__Document extract__.
====

Not Harratt's by any chance was it, having got my R after being 'serviced' by Harratts all it's life all I can say is that they love white grease crap from a spray can and put it everywhere they can.


----------



## bromoco

How is it holding up Matt, Its been over 3 months since you detailed it?


----------



## caledonia

bromoco said:


> How is it holding up Matt, Its been over 3 months since you detailed it?


 Might have known who resurrected the old threads.:lol:

Surely if the products where this good they would be spoken about and not need the continued bumping.


----------



## Guest

However, the car is question might not have been seen for months since its a rep car!

And why cant he bump it, just like ALL the other makers who do theirs?

On a final note, what if it has lasted 3 months, and is still going strong, dosnt that prove its a quality product?

(if you have nothing nice to say, say nothing)


----------



## bromoco

I would have thought this was support and development (we halp you and you help us).... I have no interest in promoting our products here, other than to get the professionals feed back. Its a shame it is viewed the way you view it Caledonia. I am truely sorry if I have offended you.
We provide coatings for car manufacturers and I have been with another major manufacturer today. And supply many major motor factors, as well as our commercial buildings and architecture. So in the grand scheme of things, touting for business here is far from my intentions.
I rather think I am are here to help and comments here are my own not necessarily the company. 

I hope this clears things up.
I am genuinely interested in the longevity under the bonnet.


----------



## bromoco

Would you care to comment Caledonia ?


----------



## caledonia

bromoco said:


> Would you care to comment Caledonia ?


 On your marketing tactics or the products??


----------



## bromoco

caledonia said:


> On your marketing tactics or the products??


Uhmmm I guess you still dont get it.

Oh well I am not going to dwell on you inability to understand.

Lets just move on mate.


----------



## caledonia

bromoco said:


> Uhmmm I guess you still dont get it.
> 
> Oh well I am not going to dwell on you inability to understand.
> 
> Lets just move on mate.


My inability to understand there these is a statement. The only thing I find hard to understand is your products inability to stand on their feet and speak for themselves. Surely if the products where this good members would be continually, promoting them and in turn talking about them, and not need continual bumping.

Now this leads me to your constant badgering and bumping them. I know for a fact that you offer people products, then offer a few incentives to write a review. So in turn promoting your wares. Even when this is done you include text for them to copy and paste within this review. You continually prompt them, with answer to question they don't know, as to its uses and the like. There have even been cases in the past and on other forums that you have signed up as a different user and self promoted your good. Call me old fashioned. But this is totally miss leading and only serves to empty peoples pockets and line yours.

If I was inclined to apply product that was design for industrial and commercial units to my car. Be rest assured you would be my first port of call. But as a car is totally different in a lot of way I will decline this and all the marketing BS that goes alone with it. After all window gaskets and rubber seal on building do not flex as much as tyre and this is not even looking at the difference in compounds. Rubber dressings that are high solvent contents and mostly make up of petroleum by products. Do you honestly understand the long term damage that this will do to people car?? Or do you care or have a conscience.? This goes for hard metal area and ABS or plastic trims. As products that are designed to seal these do not need to flex as expansion gaps are build in. Within the structure.

====

__Written request A__. Using the forum thread above, decide whether each statement agrees with it: (i) bromoco says the only interest in promoting the products here is to get the professionals' feedback; (ii) the Guest says the car in question is a rep car; (iii) caledonia intends to apply bromoco's products to a car. Answer yes or no for each, and quote the deciding words of the thread.

__Material to process__.
====

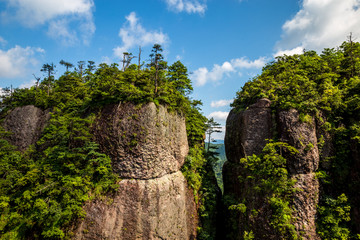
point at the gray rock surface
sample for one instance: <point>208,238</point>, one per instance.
<point>302,166</point>
<point>144,142</point>
<point>247,131</point>
<point>161,208</point>
<point>302,136</point>
<point>26,124</point>
<point>246,134</point>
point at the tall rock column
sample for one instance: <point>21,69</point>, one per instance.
<point>302,167</point>
<point>147,146</point>
<point>246,134</point>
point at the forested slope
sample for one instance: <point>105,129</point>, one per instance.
<point>310,113</point>
<point>45,182</point>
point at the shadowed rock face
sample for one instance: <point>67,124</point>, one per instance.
<point>302,167</point>
<point>26,124</point>
<point>247,131</point>
<point>147,146</point>
<point>144,142</point>
<point>143,209</point>
<point>246,134</point>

====

__Written request B__. Arrange the lines of the rows as a numbered list, starting at the beginning of the rows and ending at the line that contains "<point>45,182</point>", with both ends included and blank lines left out. Leave the pictures out of the answer.

__Exercise output A__.
(i) Yes: "I have no interest in promoting our products here, other than to get the professionals feed back."
(ii) Yes: "the car is question might not have been seen for months since its a rep car!"
(iii) No: "I will decline this and all the marketing BS that goes alone with it."

__Exercise output B__.
1. point at the gray rock surface
2. sample for one instance: <point>208,238</point>, one per instance.
3. <point>302,166</point>
4. <point>144,142</point>
5. <point>247,131</point>
6. <point>161,208</point>
7. <point>302,136</point>
8. <point>26,124</point>
9. <point>246,134</point>
10. point at the tall rock column
11. sample for one instance: <point>21,69</point>, one per instance.
12. <point>302,167</point>
13. <point>147,146</point>
14. <point>246,134</point>
15. point at the forested slope
16. sample for one instance: <point>105,129</point>, one per instance.
17. <point>310,113</point>
18. <point>45,182</point>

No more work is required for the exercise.